### PROBLEM TO SOLVE
Put every line of the entries below into a numbered list, leaving out any blank lines.

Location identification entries
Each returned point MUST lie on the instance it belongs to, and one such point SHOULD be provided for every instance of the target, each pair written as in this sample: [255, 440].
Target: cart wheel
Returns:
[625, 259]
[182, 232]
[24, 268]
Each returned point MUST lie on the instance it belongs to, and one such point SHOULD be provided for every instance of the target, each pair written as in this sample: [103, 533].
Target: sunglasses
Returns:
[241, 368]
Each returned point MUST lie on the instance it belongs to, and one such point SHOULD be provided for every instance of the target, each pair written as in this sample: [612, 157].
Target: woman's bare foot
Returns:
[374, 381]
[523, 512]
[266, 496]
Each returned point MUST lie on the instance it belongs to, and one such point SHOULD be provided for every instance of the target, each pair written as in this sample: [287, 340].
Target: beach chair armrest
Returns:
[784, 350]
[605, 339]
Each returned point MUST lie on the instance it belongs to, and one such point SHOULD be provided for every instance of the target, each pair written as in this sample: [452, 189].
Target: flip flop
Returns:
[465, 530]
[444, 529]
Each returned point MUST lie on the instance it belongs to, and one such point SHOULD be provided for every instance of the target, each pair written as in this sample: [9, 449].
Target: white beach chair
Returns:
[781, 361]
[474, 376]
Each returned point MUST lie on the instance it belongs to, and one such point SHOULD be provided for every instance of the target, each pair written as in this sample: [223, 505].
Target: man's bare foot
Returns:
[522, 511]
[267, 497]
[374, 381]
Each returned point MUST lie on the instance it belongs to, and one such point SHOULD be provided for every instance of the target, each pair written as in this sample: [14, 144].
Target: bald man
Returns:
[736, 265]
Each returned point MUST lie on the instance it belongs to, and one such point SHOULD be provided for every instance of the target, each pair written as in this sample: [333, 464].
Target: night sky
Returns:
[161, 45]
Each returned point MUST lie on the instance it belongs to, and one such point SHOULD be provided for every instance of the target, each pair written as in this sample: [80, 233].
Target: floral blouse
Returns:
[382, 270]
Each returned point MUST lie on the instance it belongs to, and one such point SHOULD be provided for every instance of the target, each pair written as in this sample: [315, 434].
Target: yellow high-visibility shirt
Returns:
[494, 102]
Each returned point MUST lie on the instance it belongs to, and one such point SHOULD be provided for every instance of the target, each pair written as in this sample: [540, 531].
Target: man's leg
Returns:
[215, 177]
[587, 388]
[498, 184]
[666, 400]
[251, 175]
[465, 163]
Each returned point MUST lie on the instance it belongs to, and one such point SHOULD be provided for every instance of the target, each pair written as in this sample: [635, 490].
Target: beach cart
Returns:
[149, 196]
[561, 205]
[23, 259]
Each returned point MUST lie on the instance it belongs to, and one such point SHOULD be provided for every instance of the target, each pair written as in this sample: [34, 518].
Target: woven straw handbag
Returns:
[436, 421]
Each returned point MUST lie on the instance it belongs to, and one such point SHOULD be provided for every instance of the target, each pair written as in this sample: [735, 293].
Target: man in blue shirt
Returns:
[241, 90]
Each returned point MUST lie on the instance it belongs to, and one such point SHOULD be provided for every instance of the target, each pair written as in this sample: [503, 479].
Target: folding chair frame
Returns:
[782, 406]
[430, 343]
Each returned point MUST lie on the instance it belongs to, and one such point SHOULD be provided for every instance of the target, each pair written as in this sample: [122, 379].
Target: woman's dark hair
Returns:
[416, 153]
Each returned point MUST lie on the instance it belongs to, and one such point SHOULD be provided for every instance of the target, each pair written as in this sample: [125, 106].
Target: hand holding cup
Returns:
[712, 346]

### RESPONSE TO THE EXERCISE
1. Each returned point MUST lie on the instance it belongs to, and one such point SHOULD be provided for every instance of the target, each pair written as in this sample: [255, 440].
2. Target: cart wheel
3. Returns:
4. [625, 259]
5. [182, 232]
6. [24, 268]
7. Each returned point MUST lie on the instance it belongs to, and one such point SHOULD be provided for every instance of the target, each pair written as in this sample: [103, 533].
8. Target: sunglasses
9. Returns:
10. [241, 368]
11. Each returned point MUST lie on the instance it belongs to, and one such point SHOULD be provided for every instance of the target, each pair written as in this sample: [612, 157].
12. Target: woman's bare foot
13. Returns:
14. [374, 381]
15. [523, 512]
16. [266, 496]
17. Each returned point MUST lie on the instance it belongs to, and one such point SHOULD be provided for every instance of the target, each pair written as in this sample: [287, 340].
18. Target: beach chair armrest
19. Returns:
20. [784, 350]
21. [605, 339]
22. Each returned point MUST lie on the instance it belongs to, and one such point SHOULD be provided for every instance of the target, each pair written as in this sample: [452, 189].
23. Target: flip flop
24. Returns:
25. [465, 530]
26. [444, 529]
27. Each returned point MUST lie on the instance it belongs to, and one such point SHOULD be provided for every instance of the target, each pair written as in this sample: [9, 449].
28. Target: white beach chair
29. Returns:
30. [781, 361]
31. [474, 376]
32. Each returned point MUST lie on the instance it belongs to, and one such point SHOULD be provided for every instance of the target, each pair written as in this sample: [223, 505].
33. Target: man's bare foot
34. Returns:
35. [522, 511]
36. [267, 497]
37. [374, 381]
38. Each returned point MUST lie on the instance it belongs to, and one such point SHOULD be provided for every instance of the target, each pair written as in this sample: [14, 144].
39. Target: bald man
40. Returns:
41. [736, 265]
42. Each returned point MUST lie on the instance it belongs to, and one such point SHOULD be provided for every instance of the target, each pair written as in this sample: [333, 464].
43. Target: night sky
44. Returns:
45. [161, 45]
46. Each returned point MUST lie on the instance it belongs to, and one such point SHOULD be provided for every instance of the target, each pair written as in this sample: [80, 233].
47. Target: floral blouse
48. Returns:
49. [382, 270]
50. Each returned point MUST lie on the instance it belongs to, and one such point SHOULD be provided for every instance of the target, each pair written as in this sample: [315, 434].
51. Target: yellow high-visibility shirt
52. Returns:
53. [494, 102]
54. Each returned point MUST lie on the instance it belongs to, and one such point SHOULD be provided for every instance of the target, each pair written as in this sample: [540, 531].
55. Target: man's leg
56. Returns:
57. [215, 177]
58. [587, 388]
59. [498, 184]
60. [666, 400]
61. [251, 175]
62. [465, 163]
63. Each returned point MUST lie on the instance it belongs to, and one such point SHOULD be provided for every instance of the target, each pair written as in this sample: [635, 490].
64. Target: beach cart
65. Returns:
66. [149, 196]
67. [561, 205]
68. [23, 259]
69. Each returned point MUST lie on the instance it belongs to, and one such point SHOULD be provided for every instance of the target, each pair written as in this sample: [34, 518].
70. Target: woven straw handbag
71. Returns:
72. [436, 421]
73. Each returned point MUST lie on the instance it belongs to, and one such point SHOULD be provided for every instance of the target, each pair written as in this sample: [735, 293].
74. Target: man in blue shirt
75. Returns:
76. [241, 90]
77. Each returned point MUST lie on the instance it belongs to, and one such point SHOULD be provided for every instance of the target, each pair written as in this sample: [503, 479].
78. Target: folding chair frame
79. Returns:
80. [782, 406]
81. [430, 343]
82. Each returned point MUST lie on the instance it belongs to, and one such point SHOULD be provided for every instance of the target, each pair written as in this sample: [122, 379].
83. Target: woman's dark hair
84. Returns:
85. [416, 153]
86. Each returned point MUST lie on the instance it belongs to, and one such point SHOULD be provided for every instance of the target, each pair written as in this sample: [125, 106].
87. Target: hand holding cup
88. Returns:
89. [712, 346]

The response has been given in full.